• _WORK TO DO_
Rescale the answer coordinates throughout the data below by rewriting every line, requests included, with each answer x and y value multiplied by 2.4 and rounded to a whole number, halves rounded up. Leave the numbers in the requests and in their format samples as they are.

[Dataset items]
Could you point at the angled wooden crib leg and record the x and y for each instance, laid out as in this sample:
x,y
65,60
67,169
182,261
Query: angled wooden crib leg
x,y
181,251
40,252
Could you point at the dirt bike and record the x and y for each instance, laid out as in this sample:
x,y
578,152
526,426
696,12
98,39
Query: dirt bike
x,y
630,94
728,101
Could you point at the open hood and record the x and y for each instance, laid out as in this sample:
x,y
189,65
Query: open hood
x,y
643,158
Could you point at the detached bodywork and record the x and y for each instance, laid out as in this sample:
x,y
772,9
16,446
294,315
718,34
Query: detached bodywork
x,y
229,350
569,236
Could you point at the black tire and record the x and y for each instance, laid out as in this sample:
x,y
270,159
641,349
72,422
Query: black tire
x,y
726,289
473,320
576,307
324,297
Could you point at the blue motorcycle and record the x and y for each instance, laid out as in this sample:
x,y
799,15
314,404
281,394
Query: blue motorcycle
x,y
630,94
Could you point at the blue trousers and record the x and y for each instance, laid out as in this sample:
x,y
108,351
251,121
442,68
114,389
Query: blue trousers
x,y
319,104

• _WRITTEN SOLUTION_
Could you point at the angled wooden crib leg and record the x and y for each instance, laid out as in this sample:
x,y
65,60
67,169
182,261
Query: angled wooden crib leg
x,y
434,602
96,605
Could you point at the dirt bike and record the x and y for each instance, laid out as in this sample:
x,y
578,152
526,426
696,12
98,39
Query: dirt bike
x,y
1512,226
1747,242
Could you point at the open hood and record the x and y for each instance, laid out as in this sample:
x,y
189,65
Query: open hood
x,y
1543,379
Could you point at the detached bodywork and record the x and y for each instance, laid out as in this sample:
x,y
772,9
16,446
294,315
718,34
Query: detached bodywork
x,y
550,840
1366,566
Could you point at the black tire and record the x and y for each instance, laid out as in this sample:
x,y
270,159
641,349
72,422
Query: black tire
x,y
1742,694
1135,768
1382,737
778,713
Could you point at the blue motorcycle and record the x and y for each instance, laid out as in this sample:
x,y
799,15
314,404
281,394
Query: blue motorcycle
x,y
1512,226
Could you point at the blue trousers and record the x and y for each instance, laid out as in this sample:
x,y
108,351
251,121
442,68
114,389
Query: blue trousers
x,y
766,250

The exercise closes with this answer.